**Saved data entries**

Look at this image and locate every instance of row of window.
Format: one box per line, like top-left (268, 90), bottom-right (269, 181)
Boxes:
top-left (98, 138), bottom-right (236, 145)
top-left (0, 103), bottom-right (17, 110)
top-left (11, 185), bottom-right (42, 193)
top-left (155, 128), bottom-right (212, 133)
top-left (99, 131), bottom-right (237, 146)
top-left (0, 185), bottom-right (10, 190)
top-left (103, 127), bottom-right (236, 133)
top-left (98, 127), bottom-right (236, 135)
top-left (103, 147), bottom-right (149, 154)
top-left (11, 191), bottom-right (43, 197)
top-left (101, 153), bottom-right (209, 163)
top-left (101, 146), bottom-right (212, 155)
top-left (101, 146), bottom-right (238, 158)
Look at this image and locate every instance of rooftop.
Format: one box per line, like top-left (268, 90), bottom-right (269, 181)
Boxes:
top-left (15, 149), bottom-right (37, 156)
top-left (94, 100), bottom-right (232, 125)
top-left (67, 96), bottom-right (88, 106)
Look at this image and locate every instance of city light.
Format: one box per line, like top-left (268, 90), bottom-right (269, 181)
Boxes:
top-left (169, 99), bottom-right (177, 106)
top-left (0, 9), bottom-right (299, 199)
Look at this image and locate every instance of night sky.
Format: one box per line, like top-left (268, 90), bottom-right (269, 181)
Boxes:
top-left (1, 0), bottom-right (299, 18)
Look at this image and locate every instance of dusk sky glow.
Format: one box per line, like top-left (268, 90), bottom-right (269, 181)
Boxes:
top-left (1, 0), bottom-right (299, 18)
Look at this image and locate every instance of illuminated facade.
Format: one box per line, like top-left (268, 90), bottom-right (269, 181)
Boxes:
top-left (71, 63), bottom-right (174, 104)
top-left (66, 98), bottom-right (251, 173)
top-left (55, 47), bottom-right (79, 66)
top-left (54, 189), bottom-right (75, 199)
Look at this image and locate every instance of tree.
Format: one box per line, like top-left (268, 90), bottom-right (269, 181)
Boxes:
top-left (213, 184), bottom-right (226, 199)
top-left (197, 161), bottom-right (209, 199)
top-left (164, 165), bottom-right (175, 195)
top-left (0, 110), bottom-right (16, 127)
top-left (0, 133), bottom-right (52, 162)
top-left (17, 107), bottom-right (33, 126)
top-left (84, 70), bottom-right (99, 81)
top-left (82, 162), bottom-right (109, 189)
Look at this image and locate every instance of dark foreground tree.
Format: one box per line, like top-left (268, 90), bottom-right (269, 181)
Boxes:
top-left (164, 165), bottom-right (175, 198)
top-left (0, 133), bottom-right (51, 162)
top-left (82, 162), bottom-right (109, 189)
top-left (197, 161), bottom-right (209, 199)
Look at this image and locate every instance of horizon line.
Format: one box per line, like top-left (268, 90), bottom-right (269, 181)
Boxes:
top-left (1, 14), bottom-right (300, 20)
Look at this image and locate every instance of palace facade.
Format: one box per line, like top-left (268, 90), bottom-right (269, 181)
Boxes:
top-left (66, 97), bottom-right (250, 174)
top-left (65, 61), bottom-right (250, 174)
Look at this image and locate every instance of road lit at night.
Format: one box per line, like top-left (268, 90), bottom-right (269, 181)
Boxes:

**WORK ORDER**
Copy out each line carrying the string "facade" from the data.

**TASK RESPONSE**
Look at this image and locate every instance of illuminated facade.
Look at this image and locate every instance of palace facade.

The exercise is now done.